_Problem 1_:
From the passage on breathing and the airways, write out word for word the part that opens with the words containing "This arrangement, with" and closes with "constant, regulated exchange.".
_Problem 2_:
Extend the passage on breathing and lung defenses with the text that would come next after its final sentence.

_Selected passage_:
[Start of Attachment]

Our bodies take breathing pretty seriously, but the mechanics of the system are surprisingly straightforward. The oblong muscle of the diaphragm-a crosswise border at the bottom of the rib cage-contracts and descends, increasing the space available to the organs of the thorax (the heart, the lungs). More space in the lungs means a drop in pressure, which causes air to flow in through a system of tubes-starting at the nose and the mouth, branching repeatedly along the way, and ending deep within the lungs. The inner portion of those tubes-where the liquid would be if they were straws-is the lumen, a path containing the air that we have just inhaled. Prior to the breath, that air had been most definitively outside of us, but now it inhabits a liminal space, both outside and in. The diaphragm relaxes back up, and the pressure difference is reversed-the air leaving our lungs, back out the way it came. Over and over, every single day. Our bodies have to maintain this cycle if we are to survive. Our airways, branch by branch by branch, represent a deep and ever-present connection between our human selves and that which surrounds us but is separate from us.
This arrangement, with branching tubes inside of us containing the air that we inspire, implies that there are locations where inside and outside meet. There must be a luminal border, a place where the last point made of human cells abuts the first point of the outside world. That border prevents some things from crossing into the tissues beneath-the protected, sterile parts of our lungs-and allows other things through. We don't move air in and out all day every day for no reason. In the lungs, oxygen crosses the border into our blood, destined to be bound by the hemoglobin packed in our red blood cells and delivered throughout the body; carbon dioxide travels the opposite path, across the border and back into the airways, ready to be exhaled. It is a system set up for constant, regulated exchange.
We have cells maintaining that important boundary between inside and outside. The epithelial cells that form the border crowd together tightly, making it difficult for anything that is not supposed to get through to do so. And other cells act as defenders of that barrier as well. Macrophages reside in the air spaces, where they ingest and destroy debris or microbes, or alternatively process what they have found and present it to other immune cells, which gather in nearby lymph nodes. Dendritic cells live in the tissues below the border, but they extend tiny projections into the lumen-fingers in a grab bag-sampling its contents, evaluating potential threats. It's a pretty impressive defense system, multilayered with built-in redundancy. Much of the non-air matter that we inhale is filtered out high up in the airways-trapped by mucus, ejected by the never-ending beating of whiplike cilia projecting from cells, pushing things up and out. What makes it into the lower airways is evaluated by these sentries-the macrophages, the dendritic cells-which can deal with threats or call in additional immune cells to help. It is striking, then, how effectively measles virus subverts this system.

[End of Attachment]

_Supplied entries_:
[Start of Attachment]

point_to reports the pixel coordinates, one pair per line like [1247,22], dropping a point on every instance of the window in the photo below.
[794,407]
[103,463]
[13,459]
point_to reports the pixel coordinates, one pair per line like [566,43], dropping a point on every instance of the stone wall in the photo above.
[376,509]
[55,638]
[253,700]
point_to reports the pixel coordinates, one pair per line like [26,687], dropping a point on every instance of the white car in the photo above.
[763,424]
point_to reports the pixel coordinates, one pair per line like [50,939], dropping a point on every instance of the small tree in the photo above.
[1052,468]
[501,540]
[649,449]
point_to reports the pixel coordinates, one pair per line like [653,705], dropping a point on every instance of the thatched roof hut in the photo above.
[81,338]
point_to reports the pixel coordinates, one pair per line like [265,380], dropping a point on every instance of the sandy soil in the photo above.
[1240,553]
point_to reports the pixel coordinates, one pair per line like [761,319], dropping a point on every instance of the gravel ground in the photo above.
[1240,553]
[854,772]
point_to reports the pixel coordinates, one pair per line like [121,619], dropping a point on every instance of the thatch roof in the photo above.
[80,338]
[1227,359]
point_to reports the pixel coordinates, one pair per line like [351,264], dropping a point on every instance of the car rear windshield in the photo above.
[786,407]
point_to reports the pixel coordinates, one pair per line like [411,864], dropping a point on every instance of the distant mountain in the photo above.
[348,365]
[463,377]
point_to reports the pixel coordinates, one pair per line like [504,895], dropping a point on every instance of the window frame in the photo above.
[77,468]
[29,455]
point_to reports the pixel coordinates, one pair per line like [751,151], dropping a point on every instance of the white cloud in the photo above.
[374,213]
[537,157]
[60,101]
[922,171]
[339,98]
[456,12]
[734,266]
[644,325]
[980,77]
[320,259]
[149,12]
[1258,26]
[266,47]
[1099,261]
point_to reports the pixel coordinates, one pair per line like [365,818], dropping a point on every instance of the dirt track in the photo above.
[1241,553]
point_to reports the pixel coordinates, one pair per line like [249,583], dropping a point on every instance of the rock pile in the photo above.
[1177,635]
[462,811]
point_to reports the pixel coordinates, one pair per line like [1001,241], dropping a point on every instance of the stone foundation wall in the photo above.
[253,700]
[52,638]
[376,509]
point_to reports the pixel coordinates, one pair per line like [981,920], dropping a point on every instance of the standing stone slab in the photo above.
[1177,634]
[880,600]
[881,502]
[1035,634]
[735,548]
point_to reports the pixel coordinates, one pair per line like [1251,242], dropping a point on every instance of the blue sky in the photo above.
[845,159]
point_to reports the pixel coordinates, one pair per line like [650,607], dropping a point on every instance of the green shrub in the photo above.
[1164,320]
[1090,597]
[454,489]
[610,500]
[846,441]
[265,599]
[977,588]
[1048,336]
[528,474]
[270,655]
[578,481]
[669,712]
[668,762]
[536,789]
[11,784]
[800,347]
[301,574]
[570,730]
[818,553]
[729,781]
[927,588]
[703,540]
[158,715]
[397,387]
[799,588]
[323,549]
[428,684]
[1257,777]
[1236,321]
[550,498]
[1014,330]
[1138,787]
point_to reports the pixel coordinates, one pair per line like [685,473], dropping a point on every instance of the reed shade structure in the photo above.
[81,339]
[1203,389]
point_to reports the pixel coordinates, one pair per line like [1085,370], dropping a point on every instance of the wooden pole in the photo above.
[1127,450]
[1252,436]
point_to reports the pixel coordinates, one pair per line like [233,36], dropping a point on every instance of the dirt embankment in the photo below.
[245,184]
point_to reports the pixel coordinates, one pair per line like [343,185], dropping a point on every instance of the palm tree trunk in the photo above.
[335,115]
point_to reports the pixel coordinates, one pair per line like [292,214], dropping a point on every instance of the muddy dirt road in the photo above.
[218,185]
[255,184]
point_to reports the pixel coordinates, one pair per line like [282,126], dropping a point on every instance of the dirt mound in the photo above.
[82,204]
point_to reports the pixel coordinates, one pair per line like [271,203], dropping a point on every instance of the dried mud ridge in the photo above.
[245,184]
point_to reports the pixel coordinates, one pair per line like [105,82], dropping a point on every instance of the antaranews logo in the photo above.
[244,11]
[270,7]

[End of Attachment]

_Task response 1_:
This arrangement, with branching tubes inside of us containing the air that we inspire, implies that there are locations where inside and outside meet. There must be a luminal border, a place where the last point made of human cells abuts the first point of the outside world. That border prevents some things from crossing into the tissues beneath-the protected, sterile parts of our lungs-and allows other things through. We don't move air in and out all day every day for no reason. In the lungs, oxygen crosses the border into our blood, destined to be bound by the hemoglobin packed in our red blood cells and delivered throughout the body; carbon dioxide travels the opposite path, across the border and back into the airways, ready to be exhaled. It is a system set up for constant, regulated exchange.

_Task response 2_:
Like a first one, other breaths can be important events in the life of a child, even if their significance is easy to miss at the time. The first contact between a child and the measles virus isn't usually dramatic or even noticeable. Measles virions (viral particles), suspended in airborne droplets of saliva, mucus, and cells, enter silently, riding a breath. Some of those droplets follow the path of the tubes deep into the lungs, where they encounter the epithelial barrier and its protectors. There, the measles virus commits its first act of deception against its human host, but certainly not its last.
The outer surface of a virion is speckled with proteins and sugars that can fit snugly into receptors on a host cell-a key sliding into a lock. Once that connection is made, the cell itself may pull the virus inside, unaware of the coming havoc. These receptors often play a role in normal cellular functions like acquiring nutrients or gathering information about the cells' surroundings. Diabolically, viruses repurpose the machinery of ordinary business to enter the inner part of the cell, an essential first step toward turning that cell into a mass producer of new virions. H protein, located on the surface of a measles virion, binds specifically to a human protein called SLAM. This interaction triggers a subtle rearrangement of other viral proteins, allowing the virion's membrane to fuse seamlessly with that of the human cell. In a moment, virus and host become one.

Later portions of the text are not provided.